Beneath this task are records; count the lines among them that contain the word "dirt" and answer with the number only.

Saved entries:
+++
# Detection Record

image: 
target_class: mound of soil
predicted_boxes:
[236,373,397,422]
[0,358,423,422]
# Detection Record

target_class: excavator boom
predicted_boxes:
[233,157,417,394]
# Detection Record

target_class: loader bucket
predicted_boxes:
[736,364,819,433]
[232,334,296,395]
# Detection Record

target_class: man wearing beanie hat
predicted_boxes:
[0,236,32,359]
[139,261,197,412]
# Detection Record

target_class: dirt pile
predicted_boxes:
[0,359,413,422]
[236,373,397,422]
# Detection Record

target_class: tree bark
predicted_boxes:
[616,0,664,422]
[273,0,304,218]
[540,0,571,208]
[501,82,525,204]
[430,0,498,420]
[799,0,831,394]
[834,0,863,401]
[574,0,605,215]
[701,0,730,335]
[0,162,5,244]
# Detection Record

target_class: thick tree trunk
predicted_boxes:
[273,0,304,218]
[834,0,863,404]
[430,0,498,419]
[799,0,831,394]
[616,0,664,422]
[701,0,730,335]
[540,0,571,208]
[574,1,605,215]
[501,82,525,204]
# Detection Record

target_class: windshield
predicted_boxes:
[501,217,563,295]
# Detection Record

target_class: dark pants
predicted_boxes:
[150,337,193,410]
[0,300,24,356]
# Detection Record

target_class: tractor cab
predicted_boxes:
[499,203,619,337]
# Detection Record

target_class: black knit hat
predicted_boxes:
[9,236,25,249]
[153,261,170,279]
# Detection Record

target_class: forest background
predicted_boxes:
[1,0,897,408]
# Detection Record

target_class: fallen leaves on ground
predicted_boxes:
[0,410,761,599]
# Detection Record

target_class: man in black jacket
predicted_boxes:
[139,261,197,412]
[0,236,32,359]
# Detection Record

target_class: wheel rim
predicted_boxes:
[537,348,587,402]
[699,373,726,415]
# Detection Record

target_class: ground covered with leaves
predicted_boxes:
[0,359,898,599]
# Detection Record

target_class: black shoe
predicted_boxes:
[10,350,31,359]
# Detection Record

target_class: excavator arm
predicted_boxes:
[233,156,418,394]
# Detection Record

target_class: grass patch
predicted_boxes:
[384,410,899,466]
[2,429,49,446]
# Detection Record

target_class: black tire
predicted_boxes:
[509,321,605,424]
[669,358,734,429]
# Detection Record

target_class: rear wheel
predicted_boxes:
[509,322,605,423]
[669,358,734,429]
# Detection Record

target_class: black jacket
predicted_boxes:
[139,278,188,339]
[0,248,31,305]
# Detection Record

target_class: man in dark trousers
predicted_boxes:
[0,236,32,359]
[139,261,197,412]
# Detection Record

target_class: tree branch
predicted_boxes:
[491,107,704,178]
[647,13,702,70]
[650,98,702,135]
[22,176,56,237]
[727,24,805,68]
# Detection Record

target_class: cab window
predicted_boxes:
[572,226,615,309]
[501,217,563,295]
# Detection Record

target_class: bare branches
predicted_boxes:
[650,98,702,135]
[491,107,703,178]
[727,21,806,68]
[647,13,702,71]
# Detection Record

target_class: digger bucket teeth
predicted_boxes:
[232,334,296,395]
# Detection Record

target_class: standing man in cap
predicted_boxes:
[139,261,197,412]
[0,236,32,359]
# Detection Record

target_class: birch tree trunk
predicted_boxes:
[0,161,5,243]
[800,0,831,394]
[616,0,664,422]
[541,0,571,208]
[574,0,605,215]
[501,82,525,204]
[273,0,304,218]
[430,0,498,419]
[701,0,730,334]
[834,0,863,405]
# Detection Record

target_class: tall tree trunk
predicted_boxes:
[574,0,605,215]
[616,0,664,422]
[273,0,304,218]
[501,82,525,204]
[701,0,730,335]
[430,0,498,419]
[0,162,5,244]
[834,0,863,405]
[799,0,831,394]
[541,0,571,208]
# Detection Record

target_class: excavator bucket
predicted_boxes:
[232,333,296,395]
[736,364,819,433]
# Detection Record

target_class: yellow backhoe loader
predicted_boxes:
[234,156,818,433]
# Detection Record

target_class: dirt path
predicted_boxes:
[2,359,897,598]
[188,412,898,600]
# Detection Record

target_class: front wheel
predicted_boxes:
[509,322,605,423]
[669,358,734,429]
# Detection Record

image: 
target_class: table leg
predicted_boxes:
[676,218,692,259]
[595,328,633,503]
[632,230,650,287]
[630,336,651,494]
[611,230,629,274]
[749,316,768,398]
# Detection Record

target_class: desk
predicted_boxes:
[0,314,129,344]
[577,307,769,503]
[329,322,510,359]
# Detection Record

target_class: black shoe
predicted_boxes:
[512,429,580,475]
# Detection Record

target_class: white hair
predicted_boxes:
+++
▶ **Response**: 2